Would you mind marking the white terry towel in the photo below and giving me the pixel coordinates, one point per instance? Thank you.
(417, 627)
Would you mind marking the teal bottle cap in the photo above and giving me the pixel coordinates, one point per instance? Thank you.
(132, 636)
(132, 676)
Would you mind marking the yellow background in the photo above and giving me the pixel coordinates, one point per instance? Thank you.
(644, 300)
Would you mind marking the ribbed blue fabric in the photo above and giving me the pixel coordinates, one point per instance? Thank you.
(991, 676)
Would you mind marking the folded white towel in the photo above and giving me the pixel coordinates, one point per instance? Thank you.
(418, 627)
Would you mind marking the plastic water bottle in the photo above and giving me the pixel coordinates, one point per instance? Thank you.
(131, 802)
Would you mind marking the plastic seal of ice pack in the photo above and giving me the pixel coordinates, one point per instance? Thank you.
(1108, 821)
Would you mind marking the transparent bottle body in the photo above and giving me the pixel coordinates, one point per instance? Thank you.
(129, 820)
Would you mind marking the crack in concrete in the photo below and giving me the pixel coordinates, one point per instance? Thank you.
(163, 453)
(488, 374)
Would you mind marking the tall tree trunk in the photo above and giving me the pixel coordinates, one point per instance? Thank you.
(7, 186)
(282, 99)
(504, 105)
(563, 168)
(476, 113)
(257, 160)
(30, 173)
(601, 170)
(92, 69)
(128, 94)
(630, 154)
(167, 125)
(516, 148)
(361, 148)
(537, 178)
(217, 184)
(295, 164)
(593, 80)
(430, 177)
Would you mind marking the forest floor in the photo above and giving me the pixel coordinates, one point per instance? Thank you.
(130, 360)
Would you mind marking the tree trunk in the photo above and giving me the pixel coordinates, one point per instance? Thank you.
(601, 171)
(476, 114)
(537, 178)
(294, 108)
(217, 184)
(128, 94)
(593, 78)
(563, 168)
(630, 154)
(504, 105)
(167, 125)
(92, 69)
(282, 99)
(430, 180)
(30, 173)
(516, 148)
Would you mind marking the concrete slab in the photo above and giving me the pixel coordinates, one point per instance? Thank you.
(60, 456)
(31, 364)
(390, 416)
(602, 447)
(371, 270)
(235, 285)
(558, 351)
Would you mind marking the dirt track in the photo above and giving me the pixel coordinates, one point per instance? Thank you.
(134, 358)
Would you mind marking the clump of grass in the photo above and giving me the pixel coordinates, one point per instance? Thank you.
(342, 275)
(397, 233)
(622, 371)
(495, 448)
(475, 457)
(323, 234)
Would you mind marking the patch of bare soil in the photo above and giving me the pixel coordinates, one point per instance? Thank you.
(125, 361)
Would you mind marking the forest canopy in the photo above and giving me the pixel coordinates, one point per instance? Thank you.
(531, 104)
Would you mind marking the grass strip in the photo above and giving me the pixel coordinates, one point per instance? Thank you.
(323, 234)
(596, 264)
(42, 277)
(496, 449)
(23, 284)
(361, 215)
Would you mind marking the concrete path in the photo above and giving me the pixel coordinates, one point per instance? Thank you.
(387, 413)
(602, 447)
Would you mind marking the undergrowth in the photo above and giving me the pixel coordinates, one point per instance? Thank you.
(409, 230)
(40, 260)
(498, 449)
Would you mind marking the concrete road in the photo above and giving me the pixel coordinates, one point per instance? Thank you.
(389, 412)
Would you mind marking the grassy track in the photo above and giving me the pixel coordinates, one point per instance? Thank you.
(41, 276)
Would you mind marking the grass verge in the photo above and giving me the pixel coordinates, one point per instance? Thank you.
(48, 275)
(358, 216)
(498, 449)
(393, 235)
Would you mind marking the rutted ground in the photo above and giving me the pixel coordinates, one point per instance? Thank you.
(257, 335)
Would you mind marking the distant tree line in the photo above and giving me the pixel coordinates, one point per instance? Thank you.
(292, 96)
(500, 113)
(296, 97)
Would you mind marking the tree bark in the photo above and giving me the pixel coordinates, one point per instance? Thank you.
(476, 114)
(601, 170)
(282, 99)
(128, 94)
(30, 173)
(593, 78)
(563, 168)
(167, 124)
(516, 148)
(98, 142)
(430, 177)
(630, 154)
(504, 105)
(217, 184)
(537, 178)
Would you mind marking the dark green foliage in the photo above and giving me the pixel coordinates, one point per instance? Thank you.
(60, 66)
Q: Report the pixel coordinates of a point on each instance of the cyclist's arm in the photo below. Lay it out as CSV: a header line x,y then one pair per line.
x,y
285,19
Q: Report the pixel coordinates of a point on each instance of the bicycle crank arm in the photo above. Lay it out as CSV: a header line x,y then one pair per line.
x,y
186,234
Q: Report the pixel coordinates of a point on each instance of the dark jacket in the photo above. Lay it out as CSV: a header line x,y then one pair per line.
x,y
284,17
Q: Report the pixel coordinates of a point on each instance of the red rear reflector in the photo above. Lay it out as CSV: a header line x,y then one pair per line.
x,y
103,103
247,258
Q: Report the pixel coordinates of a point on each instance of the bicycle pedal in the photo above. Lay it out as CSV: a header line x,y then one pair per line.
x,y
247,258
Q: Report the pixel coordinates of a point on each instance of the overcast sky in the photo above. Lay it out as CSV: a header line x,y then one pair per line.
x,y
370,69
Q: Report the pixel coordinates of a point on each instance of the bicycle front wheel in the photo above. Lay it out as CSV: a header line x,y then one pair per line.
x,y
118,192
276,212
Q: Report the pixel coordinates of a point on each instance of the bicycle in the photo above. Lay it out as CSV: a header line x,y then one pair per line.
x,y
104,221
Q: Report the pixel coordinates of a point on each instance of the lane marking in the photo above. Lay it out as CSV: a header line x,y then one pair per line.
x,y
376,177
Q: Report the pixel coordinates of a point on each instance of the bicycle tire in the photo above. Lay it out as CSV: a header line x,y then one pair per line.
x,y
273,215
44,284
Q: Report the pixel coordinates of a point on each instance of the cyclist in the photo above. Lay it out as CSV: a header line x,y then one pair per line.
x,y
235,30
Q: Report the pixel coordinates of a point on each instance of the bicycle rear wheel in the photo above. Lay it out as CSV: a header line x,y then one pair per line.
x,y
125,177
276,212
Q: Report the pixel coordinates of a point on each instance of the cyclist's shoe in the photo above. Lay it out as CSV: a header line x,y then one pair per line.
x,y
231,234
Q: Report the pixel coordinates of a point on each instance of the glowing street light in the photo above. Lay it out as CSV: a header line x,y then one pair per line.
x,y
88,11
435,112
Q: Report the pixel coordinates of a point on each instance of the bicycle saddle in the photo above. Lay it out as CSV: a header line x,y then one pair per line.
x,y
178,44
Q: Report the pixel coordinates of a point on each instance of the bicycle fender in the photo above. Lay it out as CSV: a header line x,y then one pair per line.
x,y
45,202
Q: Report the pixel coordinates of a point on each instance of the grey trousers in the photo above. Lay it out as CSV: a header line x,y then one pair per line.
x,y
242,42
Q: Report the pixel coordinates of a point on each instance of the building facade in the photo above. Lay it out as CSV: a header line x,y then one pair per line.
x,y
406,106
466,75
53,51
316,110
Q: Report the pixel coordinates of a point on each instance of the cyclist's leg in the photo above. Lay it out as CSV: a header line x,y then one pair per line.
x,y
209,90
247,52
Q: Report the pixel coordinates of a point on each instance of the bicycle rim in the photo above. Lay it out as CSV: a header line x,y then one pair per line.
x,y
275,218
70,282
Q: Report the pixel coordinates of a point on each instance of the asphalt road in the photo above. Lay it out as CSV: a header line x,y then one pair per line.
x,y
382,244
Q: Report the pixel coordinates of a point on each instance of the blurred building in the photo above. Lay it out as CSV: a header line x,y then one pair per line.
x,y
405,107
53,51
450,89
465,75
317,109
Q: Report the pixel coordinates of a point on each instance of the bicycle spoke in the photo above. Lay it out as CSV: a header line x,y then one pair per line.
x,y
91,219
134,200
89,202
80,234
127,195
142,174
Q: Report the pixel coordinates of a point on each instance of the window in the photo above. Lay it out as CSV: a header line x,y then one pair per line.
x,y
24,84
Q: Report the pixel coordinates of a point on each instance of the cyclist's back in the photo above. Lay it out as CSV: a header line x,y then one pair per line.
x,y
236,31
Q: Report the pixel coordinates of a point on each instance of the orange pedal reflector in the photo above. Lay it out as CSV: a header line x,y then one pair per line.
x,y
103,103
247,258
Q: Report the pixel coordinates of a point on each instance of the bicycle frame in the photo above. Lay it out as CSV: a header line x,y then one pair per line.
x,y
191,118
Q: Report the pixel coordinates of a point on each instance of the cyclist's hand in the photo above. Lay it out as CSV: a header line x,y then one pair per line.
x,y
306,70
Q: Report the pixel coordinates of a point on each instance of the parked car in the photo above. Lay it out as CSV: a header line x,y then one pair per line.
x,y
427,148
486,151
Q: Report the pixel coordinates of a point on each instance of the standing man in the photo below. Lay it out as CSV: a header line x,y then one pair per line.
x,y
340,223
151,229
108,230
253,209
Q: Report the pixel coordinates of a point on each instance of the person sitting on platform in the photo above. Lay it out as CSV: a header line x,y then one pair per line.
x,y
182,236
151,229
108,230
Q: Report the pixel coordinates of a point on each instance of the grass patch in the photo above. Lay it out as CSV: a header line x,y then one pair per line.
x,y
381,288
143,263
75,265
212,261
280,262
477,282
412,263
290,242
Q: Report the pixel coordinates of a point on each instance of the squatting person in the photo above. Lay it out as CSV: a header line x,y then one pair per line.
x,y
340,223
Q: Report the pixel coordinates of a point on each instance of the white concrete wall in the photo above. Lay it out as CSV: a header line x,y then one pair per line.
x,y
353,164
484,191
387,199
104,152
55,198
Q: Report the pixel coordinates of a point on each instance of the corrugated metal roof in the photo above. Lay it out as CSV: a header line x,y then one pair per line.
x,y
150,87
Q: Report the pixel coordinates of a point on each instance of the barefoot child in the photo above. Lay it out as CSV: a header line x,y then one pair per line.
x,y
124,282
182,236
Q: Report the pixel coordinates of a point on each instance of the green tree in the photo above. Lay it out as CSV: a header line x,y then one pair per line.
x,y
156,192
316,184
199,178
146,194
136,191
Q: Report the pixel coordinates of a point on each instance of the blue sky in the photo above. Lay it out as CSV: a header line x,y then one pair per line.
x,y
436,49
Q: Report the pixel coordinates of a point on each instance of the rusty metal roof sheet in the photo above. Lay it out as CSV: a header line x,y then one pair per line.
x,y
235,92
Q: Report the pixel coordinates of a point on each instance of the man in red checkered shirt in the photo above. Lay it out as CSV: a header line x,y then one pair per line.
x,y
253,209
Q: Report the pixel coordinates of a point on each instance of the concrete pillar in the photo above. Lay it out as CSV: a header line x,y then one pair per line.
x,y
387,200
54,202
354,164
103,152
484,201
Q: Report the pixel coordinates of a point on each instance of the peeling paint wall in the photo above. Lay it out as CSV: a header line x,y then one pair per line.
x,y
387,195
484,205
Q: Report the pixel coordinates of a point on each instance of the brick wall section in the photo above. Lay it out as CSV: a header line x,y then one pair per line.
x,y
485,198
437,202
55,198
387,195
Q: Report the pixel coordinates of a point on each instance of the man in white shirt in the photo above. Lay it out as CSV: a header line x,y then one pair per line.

_WHAT TO WORK ON:_ From the line holding "of the concrete" to the last line of the entries above, restate each line exactly; include both ends and omit everything else.

_TASK ANSWER:_
Q: Report the pixel coordinates of a point on each instance of the concrete pillar in the photo above. Lay it out as CSV: a header line x,y then one pair per line.
x,y
387,200
54,202
354,164
103,152
484,201
Q: Report the pixel coordinates of a point on each instance of the peeling paint wall in the photo above. Lay it out as CSV: a header line x,y then one pair per line.
x,y
387,195
484,205
Q: Report the pixel coordinates of a point on each instance of the brick wall section in the photo above. Lay it out as CSV: a header line x,y then one pair per line.
x,y
485,198
437,202
55,198
387,195
Q: Report the pixel coordinates of a point on each instance of the man in white shirt in the photo above. Lay it out as CSV: a header line x,y then one pair per line.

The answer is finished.